Location identification entries
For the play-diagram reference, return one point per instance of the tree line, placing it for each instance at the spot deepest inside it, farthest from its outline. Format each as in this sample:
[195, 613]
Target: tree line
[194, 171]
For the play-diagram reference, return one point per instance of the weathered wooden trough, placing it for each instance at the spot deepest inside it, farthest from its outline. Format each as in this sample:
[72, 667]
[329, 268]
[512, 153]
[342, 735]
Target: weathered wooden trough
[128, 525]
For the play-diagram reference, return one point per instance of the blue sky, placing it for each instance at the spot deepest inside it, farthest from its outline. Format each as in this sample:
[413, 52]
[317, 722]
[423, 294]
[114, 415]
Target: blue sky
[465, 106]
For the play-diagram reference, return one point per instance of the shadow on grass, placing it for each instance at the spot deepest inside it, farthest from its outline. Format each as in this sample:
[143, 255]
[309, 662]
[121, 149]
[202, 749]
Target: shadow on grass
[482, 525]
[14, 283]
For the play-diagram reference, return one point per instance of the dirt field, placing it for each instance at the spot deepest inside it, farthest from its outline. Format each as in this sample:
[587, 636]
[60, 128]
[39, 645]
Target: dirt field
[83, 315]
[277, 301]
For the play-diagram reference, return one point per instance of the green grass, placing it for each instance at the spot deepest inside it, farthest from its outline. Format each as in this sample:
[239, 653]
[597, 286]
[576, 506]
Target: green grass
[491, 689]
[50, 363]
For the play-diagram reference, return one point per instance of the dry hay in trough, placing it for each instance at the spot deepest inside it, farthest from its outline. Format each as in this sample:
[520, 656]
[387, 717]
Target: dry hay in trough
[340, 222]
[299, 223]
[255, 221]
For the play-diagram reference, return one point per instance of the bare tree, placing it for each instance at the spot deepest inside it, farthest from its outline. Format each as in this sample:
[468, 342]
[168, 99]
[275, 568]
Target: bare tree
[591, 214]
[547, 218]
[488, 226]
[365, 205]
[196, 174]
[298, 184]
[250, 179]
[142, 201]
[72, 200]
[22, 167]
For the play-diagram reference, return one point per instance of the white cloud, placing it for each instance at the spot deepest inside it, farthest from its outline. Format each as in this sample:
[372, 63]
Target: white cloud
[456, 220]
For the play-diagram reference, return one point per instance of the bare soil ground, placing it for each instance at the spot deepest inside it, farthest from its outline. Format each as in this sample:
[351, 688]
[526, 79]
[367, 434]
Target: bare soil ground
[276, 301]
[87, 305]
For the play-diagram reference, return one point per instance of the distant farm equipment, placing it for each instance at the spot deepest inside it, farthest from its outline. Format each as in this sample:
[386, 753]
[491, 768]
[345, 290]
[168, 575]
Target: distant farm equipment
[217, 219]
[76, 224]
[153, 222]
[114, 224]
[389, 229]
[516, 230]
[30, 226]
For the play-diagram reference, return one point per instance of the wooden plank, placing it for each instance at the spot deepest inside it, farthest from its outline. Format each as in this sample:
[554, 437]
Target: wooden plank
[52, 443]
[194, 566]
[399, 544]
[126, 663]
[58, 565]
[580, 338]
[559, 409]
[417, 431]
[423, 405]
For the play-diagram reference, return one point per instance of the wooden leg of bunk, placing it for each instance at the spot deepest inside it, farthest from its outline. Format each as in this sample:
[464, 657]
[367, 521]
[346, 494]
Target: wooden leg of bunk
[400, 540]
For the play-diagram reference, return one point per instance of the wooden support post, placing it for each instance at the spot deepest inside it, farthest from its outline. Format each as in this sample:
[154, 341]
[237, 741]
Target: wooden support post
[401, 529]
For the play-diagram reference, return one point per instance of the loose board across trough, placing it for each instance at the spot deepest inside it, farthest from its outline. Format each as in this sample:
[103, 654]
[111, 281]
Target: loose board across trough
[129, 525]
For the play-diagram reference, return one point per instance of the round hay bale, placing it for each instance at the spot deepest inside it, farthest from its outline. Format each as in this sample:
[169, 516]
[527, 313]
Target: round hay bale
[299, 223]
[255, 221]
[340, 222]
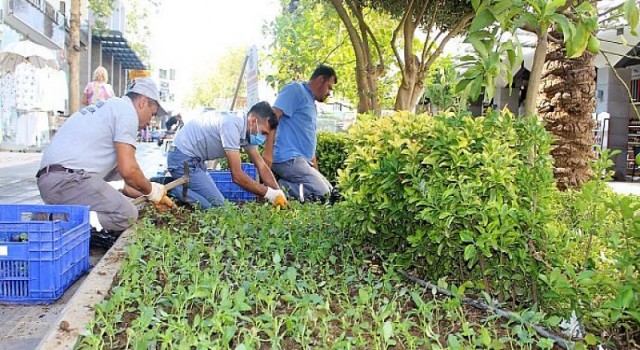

CHALLENGE: Lay out every line of the records above as a Markdown table with the columns Row and Line, numbering the rows, skipping blank lines, and leaving out the pictures.

TASK SOLUTION:
| Row | Line |
|---|---|
| 1 | For the play-diagram reference, return one point per instance of the tree line, placing it for each instance at the spot deepest inside it, farthest from its outline. Format each as in this sample: |
| 2 | [195, 613] |
| 3 | Target: tree line |
| 4 | [194, 171] |
| 5 | For the play-diagram reference, return one point per instance of the weathered wooden trough, placing it for each instance at the spot deepest inside it, farthest from its outline. Format each as in this sample: |
| 6 | [72, 667] |
| 7 | [329, 268] |
| 8 | [512, 153] |
| 9 | [342, 735] |
| 10 | Target: weathered wooden trough |
| 11 | [128, 525] |
| 12 | For the play-diagram reference, return one point per instance of the blue sky, placing it for each instance at the spot deepest inside it, farthest from its outline. Format each as in this sample: |
| 13 | [413, 52] |
| 14 | [317, 722] |
| 15 | [423, 294] |
| 16 | [114, 415] |
| 17 | Target: blue sky |
| 18 | [465, 106] |
| 19 | For the play-diagram reference, return one point per instance of the shadow on grass, placing it for each instance at the spot deepest inside it, farthest from its outline. Format each as in this sample: |
| 20 | [143, 255] |
| 21 | [309, 662] |
| 22 | [121, 149] |
| 23 | [202, 749] |
| 24 | Target: shadow on grass |
| 25 | [482, 525] |
| 26 | [14, 283] |
| 27 | For the play-diagram reference, return one point per instance of the dirt field, placing it for each instance at the spot deepest inside it, farthest from its outline. Format each as in this sample: |
| 28 | [587, 636] |
| 29 | [60, 128] |
| 30 | [39, 645] |
| 31 | Target: dirt field |
| 32 | [83, 315] |
| 33 | [277, 301] |
| 34 | For the play-diagram reference, return one point per instance of the green grass, placing it for each instance at the spot deepest inside it, farthest from its outline. Format each as in this sample: |
| 35 | [239, 653] |
| 36 | [597, 286] |
| 37 | [576, 506] |
| 38 | Target: green grass |
| 39 | [491, 689] |
| 40 | [50, 363] |
| 41 | For the play-diagram reference, return one point per instance of the dry hay in trough, placing it for each instance at the spot deepest inside it, farthest from its outline. Format each as in this sample: |
| 42 | [520, 656] |
| 43 | [387, 717] |
| 44 | Target: dry hay in trough |
| 45 | [340, 222] |
| 46 | [299, 223] |
| 47 | [255, 221] |
| 48 | For the play-diagram reference, return one point per instance of the bare tree, placing it for each instance at the spot deepest inside it, farthest from its outline. Format each as in this sample: |
| 49 | [468, 342] |
| 50 | [168, 99] |
| 51 | [275, 568] |
| 52 | Target: bare tree |
| 53 | [591, 214] |
| 54 | [547, 218] |
| 55 | [488, 226] |
| 56 | [365, 205] |
| 57 | [196, 174] |
| 58 | [298, 184] |
| 59 | [250, 179] |
| 60 | [142, 201] |
| 61 | [72, 200] |
| 62 | [22, 167] |
| 63 | For the play-diagram reference, return one point per instance of the white cloud, placing it for each instance at the spot deepest inside it, farthest from its outline. Format each as in this sample: |
| 64 | [372, 63] |
| 65 | Target: white cloud |
| 66 | [456, 220] |
| 67 | For the play-diagram reference, return one point per instance of the bare soil ground, placing it for each instance at the spot deepest inside it, farthest from its outline. Format each as in this sample: |
| 68 | [351, 688] |
| 69 | [526, 79] |
| 70 | [367, 434] |
| 71 | Target: bare soil ground |
| 72 | [276, 301] |
| 73 | [87, 305] |
| 74 | For the play-diagram reference, return one point per instance of the distant farm equipment, placing it for each instance at the spot deepest inside it, farthest from its outline. Format each as in this sample: |
| 75 | [386, 753] |
| 76 | [491, 768] |
| 77 | [345, 290] |
| 78 | [168, 575] |
| 79 | Target: distant farm equipment |
| 80 | [217, 219] |
| 81 | [76, 224] |
| 82 | [153, 222] |
| 83 | [114, 224] |
| 84 | [389, 229] |
| 85 | [516, 230] |
| 86 | [30, 226] |
| 87 | For the play-diagram reference, return one point per instance of the wooden plank, placing it for each instance at the spot deepest inside it, farthest from its outline. Format each as in this sample: |
| 88 | [554, 437] |
| 89 | Target: wooden plank |
| 90 | [52, 443] |
| 91 | [194, 566] |
| 92 | [399, 544] |
| 93 | [126, 663] |
| 94 | [58, 565] |
| 95 | [580, 338] |
| 96 | [559, 409] |
| 97 | [417, 431] |
| 98 | [423, 405] |
| 99 | For the play-diagram reference, return one point per instance of the wooden leg of bunk, placing it for each instance at the spot deepest inside it, farthest from its outline. Format each as in this sample: |
| 100 | [464, 657] |
| 101 | [367, 521] |
| 102 | [346, 494] |
| 103 | Target: wooden leg of bunk |
| 104 | [400, 540] |
| 105 | For the play-diagram reference, return one point per instance of the wooden support post, placing it for each instance at the spot deepest inside it, farthest from its outline. Format each as in this sample: |
| 106 | [154, 341] |
| 107 | [237, 741] |
| 108 | Target: wooden support post |
| 109 | [401, 529] |
| 110 | For the play-diagram reference, return one point per instance of the loose board across trough, placing it for each instance at the spot deepest inside it, farthest from its outline. Format each as in this sample: |
| 111 | [103, 654] |
| 112 | [111, 281] |
| 113 | Target: loose board across trough |
| 114 | [129, 525] |
| 115 | For the play-diagram reference, return one point per instance of the round hay bale, placing it for each instance at the spot deepest inside it, farthest from its outline. Format each as in this sample: |
| 116 | [169, 516] |
| 117 | [527, 313] |
| 118 | Target: round hay bale |
| 119 | [299, 223] |
| 120 | [255, 221] |
| 121 | [340, 222] |